**PROBLEM DETAILS:** Below are entries; copy exactly the lines from the one with "Mark each instance of the child" through the one with "Mark each instance of the girl's white", both included, and leave out the rest.

**Dataset entries:**
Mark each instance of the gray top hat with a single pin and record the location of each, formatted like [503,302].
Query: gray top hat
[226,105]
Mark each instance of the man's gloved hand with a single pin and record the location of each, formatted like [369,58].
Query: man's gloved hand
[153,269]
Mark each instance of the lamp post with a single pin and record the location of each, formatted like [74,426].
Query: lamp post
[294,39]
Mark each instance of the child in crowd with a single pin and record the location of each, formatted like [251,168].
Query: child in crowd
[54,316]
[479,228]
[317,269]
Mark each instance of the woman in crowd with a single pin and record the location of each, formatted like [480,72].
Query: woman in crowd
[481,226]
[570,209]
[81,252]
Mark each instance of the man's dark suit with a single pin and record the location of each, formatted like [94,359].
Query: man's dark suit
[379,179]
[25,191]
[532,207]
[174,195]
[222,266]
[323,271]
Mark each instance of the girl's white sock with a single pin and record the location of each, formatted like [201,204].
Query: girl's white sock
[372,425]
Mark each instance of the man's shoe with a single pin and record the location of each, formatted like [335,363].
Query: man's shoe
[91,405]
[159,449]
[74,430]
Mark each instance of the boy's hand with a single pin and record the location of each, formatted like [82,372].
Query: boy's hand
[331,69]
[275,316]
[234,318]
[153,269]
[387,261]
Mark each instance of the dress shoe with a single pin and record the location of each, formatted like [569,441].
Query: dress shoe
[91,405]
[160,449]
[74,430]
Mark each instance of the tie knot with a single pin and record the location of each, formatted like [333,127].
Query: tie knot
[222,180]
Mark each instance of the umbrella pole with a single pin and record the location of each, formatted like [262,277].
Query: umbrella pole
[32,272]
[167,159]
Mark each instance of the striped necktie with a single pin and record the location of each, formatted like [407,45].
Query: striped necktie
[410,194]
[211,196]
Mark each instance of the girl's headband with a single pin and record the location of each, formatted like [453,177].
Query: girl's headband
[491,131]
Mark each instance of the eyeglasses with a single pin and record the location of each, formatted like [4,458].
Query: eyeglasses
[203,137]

**SOLUTION TO THIS EXERCISE:**
Mark each instance of the child in crowd with a single pin and record the location of each, formatted like [251,168].
Query: child in crowd
[54,316]
[479,228]
[317,269]
Mark each instance of the woman in crowd with a single pin and record the location of each, formatted like [480,72].
Query: woman in crowd
[481,226]
[570,209]
[81,252]
Mark each instance of the man's dark suit with a single pin and record the location of each, formatted like [94,359].
Query: man's dark suit
[379,179]
[25,191]
[532,207]
[174,195]
[222,266]
[323,271]
Mark each instance of the girl's white sock with a single pin and record the location of each, formatted like [201,204].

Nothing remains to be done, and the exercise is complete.